Write out exactly, and only, the lines below from the line with "point_to marks one point per instance of the green jacket" through the line with "point_to marks one point per instance of the sky"; pictures do not belong in the copy.

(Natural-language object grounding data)

- - -

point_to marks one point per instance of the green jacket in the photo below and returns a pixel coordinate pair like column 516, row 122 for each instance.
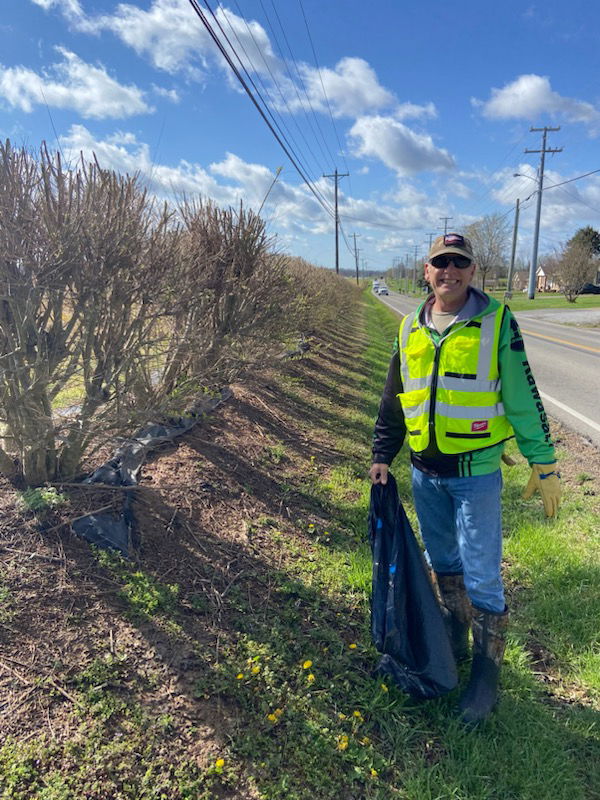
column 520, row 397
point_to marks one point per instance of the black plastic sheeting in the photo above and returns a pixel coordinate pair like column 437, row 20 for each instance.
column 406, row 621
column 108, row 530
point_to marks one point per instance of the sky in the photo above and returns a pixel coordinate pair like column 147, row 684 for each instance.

- - -

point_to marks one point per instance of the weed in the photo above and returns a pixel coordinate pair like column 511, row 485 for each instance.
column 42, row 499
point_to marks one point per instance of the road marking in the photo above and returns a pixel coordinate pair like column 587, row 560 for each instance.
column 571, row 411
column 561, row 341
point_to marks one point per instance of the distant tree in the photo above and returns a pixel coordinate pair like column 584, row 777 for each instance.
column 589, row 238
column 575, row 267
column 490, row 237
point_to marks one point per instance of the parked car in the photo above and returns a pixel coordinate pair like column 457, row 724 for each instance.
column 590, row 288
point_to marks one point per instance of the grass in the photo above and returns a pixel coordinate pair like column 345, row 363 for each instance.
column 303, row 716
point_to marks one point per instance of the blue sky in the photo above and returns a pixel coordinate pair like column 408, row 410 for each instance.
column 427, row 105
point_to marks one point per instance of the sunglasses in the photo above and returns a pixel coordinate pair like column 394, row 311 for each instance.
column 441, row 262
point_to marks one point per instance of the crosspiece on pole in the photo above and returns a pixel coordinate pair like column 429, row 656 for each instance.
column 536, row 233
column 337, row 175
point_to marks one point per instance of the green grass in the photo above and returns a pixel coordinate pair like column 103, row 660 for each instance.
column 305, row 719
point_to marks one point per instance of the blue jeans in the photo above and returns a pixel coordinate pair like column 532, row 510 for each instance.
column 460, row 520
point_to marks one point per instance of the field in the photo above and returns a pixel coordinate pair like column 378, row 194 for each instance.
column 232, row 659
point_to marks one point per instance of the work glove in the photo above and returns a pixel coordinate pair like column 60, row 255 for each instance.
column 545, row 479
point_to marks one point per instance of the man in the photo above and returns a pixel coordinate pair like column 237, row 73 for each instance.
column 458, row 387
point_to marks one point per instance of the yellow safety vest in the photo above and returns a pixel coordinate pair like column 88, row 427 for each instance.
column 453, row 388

- - -

[Task answer]
point_to marks one point per instance of the green jacket in the photo below and returns a pixel coordinate pair like column 516, row 122 for each instance.
column 520, row 397
point_to marks one point per instance of the black plastic sheeting in the photo above and returns a pixel coordinate pair like column 437, row 20 for each instance.
column 406, row 621
column 108, row 530
point_to marks one point per instance of the sky in the photo above and returns a pixel coordinate pair like column 147, row 684 for each instance.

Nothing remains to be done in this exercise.